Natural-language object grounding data
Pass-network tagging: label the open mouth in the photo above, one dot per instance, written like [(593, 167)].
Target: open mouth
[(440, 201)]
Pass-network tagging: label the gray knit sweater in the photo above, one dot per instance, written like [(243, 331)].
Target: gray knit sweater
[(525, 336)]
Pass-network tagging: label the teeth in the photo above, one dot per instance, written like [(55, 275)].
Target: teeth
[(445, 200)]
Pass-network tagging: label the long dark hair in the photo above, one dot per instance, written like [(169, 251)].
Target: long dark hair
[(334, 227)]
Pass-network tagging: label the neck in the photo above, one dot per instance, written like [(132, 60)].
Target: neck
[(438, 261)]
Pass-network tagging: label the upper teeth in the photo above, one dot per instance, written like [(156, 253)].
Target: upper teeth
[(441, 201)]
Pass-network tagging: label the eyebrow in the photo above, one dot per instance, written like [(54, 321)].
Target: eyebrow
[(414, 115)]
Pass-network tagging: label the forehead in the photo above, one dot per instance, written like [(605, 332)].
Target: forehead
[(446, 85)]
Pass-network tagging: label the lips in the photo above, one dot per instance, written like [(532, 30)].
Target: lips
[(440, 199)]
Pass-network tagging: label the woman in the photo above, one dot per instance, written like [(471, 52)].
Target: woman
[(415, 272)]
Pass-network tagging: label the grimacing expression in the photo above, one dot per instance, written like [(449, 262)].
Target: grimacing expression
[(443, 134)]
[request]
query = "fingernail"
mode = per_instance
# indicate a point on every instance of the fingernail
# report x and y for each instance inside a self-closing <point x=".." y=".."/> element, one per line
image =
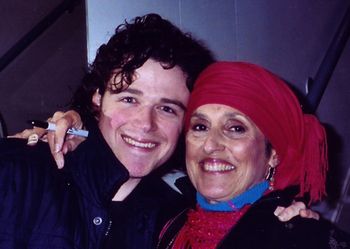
<point x="33" y="139"/>
<point x="59" y="163"/>
<point x="57" y="148"/>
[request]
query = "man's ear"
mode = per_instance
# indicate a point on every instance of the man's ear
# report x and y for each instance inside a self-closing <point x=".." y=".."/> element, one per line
<point x="96" y="98"/>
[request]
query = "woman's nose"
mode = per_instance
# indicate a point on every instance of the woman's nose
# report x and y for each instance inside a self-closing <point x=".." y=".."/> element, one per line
<point x="213" y="142"/>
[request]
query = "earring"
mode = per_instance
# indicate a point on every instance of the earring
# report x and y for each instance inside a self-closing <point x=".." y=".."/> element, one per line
<point x="270" y="177"/>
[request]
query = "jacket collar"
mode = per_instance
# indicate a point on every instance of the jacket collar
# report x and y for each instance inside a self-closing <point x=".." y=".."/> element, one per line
<point x="94" y="169"/>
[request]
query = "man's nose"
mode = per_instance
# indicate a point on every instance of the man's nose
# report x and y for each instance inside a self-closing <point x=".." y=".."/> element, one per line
<point x="146" y="119"/>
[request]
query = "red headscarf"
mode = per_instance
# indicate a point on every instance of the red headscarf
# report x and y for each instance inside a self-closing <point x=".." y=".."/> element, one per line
<point x="299" y="139"/>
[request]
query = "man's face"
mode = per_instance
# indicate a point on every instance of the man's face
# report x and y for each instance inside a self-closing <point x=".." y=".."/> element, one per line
<point x="142" y="123"/>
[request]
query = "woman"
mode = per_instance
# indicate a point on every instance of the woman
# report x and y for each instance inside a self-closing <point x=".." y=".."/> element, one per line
<point x="248" y="145"/>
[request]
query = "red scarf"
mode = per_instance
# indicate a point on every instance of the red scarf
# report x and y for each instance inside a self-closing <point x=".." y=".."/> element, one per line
<point x="205" y="229"/>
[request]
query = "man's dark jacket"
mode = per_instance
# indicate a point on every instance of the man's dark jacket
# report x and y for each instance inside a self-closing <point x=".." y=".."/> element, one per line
<point x="42" y="207"/>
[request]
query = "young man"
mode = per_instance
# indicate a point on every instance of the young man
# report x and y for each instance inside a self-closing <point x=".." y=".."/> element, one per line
<point x="132" y="102"/>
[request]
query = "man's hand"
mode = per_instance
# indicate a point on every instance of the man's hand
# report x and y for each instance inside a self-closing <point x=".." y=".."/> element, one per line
<point x="295" y="209"/>
<point x="59" y="141"/>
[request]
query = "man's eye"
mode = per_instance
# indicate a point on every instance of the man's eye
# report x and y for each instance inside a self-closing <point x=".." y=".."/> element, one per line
<point x="199" y="127"/>
<point x="128" y="100"/>
<point x="168" y="109"/>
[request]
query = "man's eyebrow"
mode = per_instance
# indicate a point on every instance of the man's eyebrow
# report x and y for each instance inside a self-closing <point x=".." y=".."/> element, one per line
<point x="133" y="91"/>
<point x="163" y="100"/>
<point x="174" y="102"/>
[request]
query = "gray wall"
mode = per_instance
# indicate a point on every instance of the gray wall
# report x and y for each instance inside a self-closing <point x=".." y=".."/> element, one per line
<point x="41" y="79"/>
<point x="289" y="37"/>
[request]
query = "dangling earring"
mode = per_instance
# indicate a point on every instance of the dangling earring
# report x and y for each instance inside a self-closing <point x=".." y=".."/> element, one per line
<point x="270" y="177"/>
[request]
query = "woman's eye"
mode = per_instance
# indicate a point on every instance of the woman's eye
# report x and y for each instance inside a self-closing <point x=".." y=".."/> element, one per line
<point x="237" y="128"/>
<point x="128" y="100"/>
<point x="199" y="127"/>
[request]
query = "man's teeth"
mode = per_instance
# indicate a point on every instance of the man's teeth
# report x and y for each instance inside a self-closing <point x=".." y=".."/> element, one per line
<point x="139" y="144"/>
<point x="218" y="167"/>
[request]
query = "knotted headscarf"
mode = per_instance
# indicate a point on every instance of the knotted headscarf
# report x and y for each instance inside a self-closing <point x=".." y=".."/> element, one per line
<point x="299" y="139"/>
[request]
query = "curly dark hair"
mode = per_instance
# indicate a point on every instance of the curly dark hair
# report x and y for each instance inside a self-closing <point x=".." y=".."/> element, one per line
<point x="146" y="37"/>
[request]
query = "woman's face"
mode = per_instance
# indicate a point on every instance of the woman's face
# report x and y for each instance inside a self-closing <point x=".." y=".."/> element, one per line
<point x="225" y="152"/>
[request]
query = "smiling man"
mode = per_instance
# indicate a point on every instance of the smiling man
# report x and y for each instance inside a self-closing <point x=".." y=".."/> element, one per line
<point x="109" y="193"/>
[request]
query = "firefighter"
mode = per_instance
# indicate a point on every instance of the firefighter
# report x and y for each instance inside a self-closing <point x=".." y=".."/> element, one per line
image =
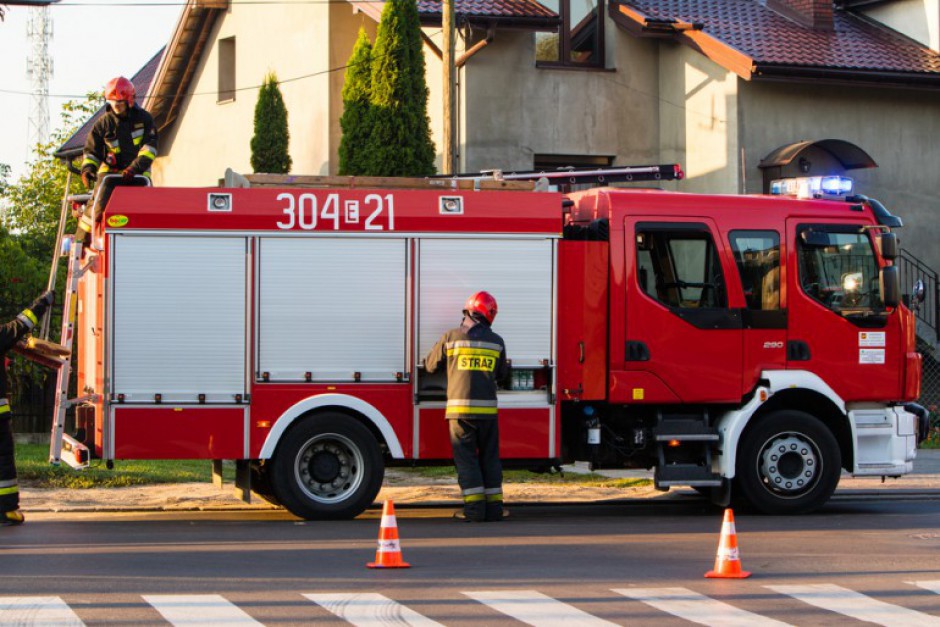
<point x="475" y="359"/>
<point x="123" y="141"/>
<point x="11" y="333"/>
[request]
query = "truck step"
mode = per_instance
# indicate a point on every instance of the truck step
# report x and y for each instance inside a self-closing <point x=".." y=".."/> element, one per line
<point x="684" y="429"/>
<point x="685" y="474"/>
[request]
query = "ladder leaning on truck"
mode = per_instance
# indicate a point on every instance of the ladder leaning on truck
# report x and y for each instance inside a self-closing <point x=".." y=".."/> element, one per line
<point x="752" y="346"/>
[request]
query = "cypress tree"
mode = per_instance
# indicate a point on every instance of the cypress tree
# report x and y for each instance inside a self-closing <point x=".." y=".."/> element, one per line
<point x="400" y="143"/>
<point x="356" y="121"/>
<point x="270" y="142"/>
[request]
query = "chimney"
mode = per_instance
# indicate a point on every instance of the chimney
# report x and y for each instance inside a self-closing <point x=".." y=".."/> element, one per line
<point x="816" y="14"/>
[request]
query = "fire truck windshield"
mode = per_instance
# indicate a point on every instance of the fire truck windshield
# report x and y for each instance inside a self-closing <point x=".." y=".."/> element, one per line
<point x="838" y="268"/>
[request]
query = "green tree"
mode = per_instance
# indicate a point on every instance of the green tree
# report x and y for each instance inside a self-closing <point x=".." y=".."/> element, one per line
<point x="400" y="143"/>
<point x="269" y="146"/>
<point x="356" y="121"/>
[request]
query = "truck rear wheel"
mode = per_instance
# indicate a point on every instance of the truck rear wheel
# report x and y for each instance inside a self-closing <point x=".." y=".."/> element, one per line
<point x="788" y="463"/>
<point x="327" y="467"/>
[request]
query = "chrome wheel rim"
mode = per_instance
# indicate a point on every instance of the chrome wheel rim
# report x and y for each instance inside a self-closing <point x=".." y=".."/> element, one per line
<point x="329" y="468"/>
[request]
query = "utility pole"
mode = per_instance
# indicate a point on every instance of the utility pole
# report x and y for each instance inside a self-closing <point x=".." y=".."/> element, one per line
<point x="449" y="86"/>
<point x="39" y="69"/>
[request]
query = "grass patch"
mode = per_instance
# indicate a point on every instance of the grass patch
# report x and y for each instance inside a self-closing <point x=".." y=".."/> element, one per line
<point x="526" y="476"/>
<point x="34" y="469"/>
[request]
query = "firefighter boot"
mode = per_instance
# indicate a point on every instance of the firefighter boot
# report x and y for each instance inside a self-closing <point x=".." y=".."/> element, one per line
<point x="10" y="519"/>
<point x="472" y="512"/>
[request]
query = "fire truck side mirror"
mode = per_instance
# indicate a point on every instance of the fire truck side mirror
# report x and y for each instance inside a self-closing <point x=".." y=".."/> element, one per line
<point x="890" y="286"/>
<point x="889" y="246"/>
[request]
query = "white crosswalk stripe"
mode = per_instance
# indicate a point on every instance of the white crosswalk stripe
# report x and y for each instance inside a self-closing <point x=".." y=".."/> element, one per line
<point x="696" y="607"/>
<point x="855" y="604"/>
<point x="933" y="586"/>
<point x="199" y="609"/>
<point x="370" y="609"/>
<point x="40" y="611"/>
<point x="536" y="608"/>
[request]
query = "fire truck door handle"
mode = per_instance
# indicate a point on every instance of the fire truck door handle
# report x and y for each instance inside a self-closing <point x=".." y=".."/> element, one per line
<point x="637" y="351"/>
<point x="798" y="350"/>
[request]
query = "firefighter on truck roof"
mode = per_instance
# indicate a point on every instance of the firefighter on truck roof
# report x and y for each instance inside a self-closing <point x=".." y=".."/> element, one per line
<point x="475" y="358"/>
<point x="11" y="333"/>
<point x="123" y="141"/>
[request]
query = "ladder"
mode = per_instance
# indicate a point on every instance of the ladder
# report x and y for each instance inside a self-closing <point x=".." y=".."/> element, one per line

* _Exercise objective_
Say again, word for word, the lines beginning at the top of the data and ending with the line that has "# indicate a point on every instance of the woman's nose". Skip the pictures.

* _Solution below_
Pass-network tagging: label the open mouth in the photo above, one dot per instance, written like [(593, 167)].
Target: open mouth
[(440, 201)]
Pass-network tagging: label the gray knit sweater in the photo above, one dot per instance, written like [(243, 331)].
Target: gray knit sweater
[(525, 336)]
Pass-network tagging: label the teeth in the photo above, one dot per instance, written like [(55, 275)].
Target: teeth
[(445, 200)]
Pass-network tagging: label the long dark hair in the photo above, one dot per instance, written like [(169, 251)].
Target: long dark hair
[(334, 227)]
Pass-network tagging: label the neck in the photo above, one dot per instance, written like [(132, 60)].
Target: neck
[(438, 261)]
Pass-network tagging: label the upper teeth in the photo above, one dot per instance, written like [(156, 253)].
Target: upper teeth
[(441, 201)]
Pass-network tagging: label the eyebrow in the photo above, one dot per instance, written like [(54, 321)].
Target: eyebrow
[(414, 115)]
Pass-network tagging: label the forehead in the photo above, one dot per instance, written like [(605, 332)].
Target: forehead
[(446, 85)]
Pass-network tagging: label the lips in the photo above, one dot per instance, written like [(532, 30)].
Target: lips
[(440, 199)]
Pass-network tagging: label the woman in the photo above, one dot per instance, written like [(471, 52)].
Target: woman
[(415, 272)]
Pass-network tagging: label the grimacing expression in the photo above, one dot per instance, written like [(449, 262)].
Target: grimacing expression
[(443, 134)]
[request]
query = "fingernail"
mode = per_instance
# indicate a point on every instance of the fingernail
# report x and y for each instance inside a self-closing <point x=".." y=".."/> element, one per line
image =
<point x="33" y="139"/>
<point x="59" y="163"/>
<point x="57" y="148"/>
[request]
query = "man's ear"
mode = per_instance
# indicate a point on every instance of the man's ear
# report x and y for each instance inside a self-closing <point x=".." y=".."/> element, one per line
<point x="96" y="98"/>
[request]
query = "woman's nose"
mode = per_instance
# indicate a point on every instance of the woman's nose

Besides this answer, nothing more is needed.